__Stated task__
Edit the records below by replacing every "place a single pin" with "put one marker" and leaving all other text unchanged.

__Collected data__
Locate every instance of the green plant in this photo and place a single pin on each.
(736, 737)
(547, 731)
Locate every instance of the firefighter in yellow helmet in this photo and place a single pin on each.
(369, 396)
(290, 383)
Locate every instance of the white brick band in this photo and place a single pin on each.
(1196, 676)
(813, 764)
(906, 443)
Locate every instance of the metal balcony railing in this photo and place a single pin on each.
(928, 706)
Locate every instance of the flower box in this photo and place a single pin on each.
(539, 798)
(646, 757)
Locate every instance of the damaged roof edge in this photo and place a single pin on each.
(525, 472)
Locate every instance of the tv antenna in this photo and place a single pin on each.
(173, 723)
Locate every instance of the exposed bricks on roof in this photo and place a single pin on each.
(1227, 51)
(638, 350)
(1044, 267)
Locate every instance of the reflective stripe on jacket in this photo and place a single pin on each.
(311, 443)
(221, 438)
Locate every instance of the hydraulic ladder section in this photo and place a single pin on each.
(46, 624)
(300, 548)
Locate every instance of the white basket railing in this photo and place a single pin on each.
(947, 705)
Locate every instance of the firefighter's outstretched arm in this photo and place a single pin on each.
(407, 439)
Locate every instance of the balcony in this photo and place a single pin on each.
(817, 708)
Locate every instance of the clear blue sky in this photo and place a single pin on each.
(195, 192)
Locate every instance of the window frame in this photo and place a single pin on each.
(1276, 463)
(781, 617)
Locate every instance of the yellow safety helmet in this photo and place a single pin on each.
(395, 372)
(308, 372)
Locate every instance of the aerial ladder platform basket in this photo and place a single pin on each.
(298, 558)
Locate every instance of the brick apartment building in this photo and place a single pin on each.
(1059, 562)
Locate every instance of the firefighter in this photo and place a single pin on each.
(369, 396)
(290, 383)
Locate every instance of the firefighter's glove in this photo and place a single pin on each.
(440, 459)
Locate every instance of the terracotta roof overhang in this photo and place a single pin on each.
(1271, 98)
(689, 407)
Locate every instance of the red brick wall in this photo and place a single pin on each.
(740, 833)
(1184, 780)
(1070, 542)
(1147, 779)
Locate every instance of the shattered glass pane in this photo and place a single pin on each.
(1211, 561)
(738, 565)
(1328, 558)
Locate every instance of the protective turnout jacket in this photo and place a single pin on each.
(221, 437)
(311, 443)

__Result of the exercise__
Locate every instance of the green plant in this photo and put one marker on each.
(736, 737)
(547, 731)
Locate every instance of the firefighter in yellow helmet in this photo and put one marker on each.
(369, 396)
(290, 383)
Locate every instance of the white brick band in this photo and put one marker on each.
(1196, 676)
(813, 764)
(906, 443)
Locate every instance of the metal balcony railing in this photo and put one marker on each.
(928, 706)
Locate every instance of the flower box in this photo and put one marker on each.
(539, 798)
(646, 757)
Locate every instance of the damaged roof edge in this photo and put one marker on each.
(525, 472)
Locate every instance of the tv antenna in this photo and put one marker on each.
(173, 723)
Locate every instance of the exposed bricks on roof in this photo and put one marker on each.
(1227, 51)
(638, 350)
(1044, 267)
Locate every instance of the reflective stripe on jacket in this photo and put one marker on each.
(311, 443)
(221, 438)
Locate every instance of the hydraulic ladder section in this photo and put one marker on each.
(46, 624)
(300, 548)
Locate every instance of the white basket railing in this photo and put one marker on each.
(947, 705)
Locate every instance of the firefighter's outstretched arm in this photo and put one marker on each.
(407, 439)
Locate every instance of the balcony in this photo and put one marker on each.
(817, 708)
Locate every instance of the clear blue sky in this photo and put one marker on each.
(195, 192)
Locate every instance of the window frame in this photo and put one marker on each.
(1276, 463)
(781, 617)
Locate every instance of the yellow safety helmet in this photo and put one marker on each.
(395, 372)
(308, 372)
Locate every instance of the aerial ladder platform basket in this photo and put one marker on each.
(298, 558)
Locate every instance of the brick apartment building in this photo and put one marker on each.
(1059, 562)
Locate every instance of the firefighter in this photo and put one marker on each.
(369, 396)
(290, 383)
Locate every instance of the firefighter's glove in this photo and put one marker on each.
(440, 459)
Locate every instance of the terracotta roof overhang in this photo and put one marker on each.
(1271, 98)
(689, 407)
Locate every instance of the red brick wall in this photo and put one marker on each.
(740, 833)
(1184, 780)
(1070, 542)
(1147, 779)
Locate every instance of the shattered glass pane in this photo and put one marker on each.
(1211, 561)
(738, 565)
(1328, 558)
Locate every instance of the protective turnout jacket in this photo and put one marker on each.
(221, 437)
(311, 443)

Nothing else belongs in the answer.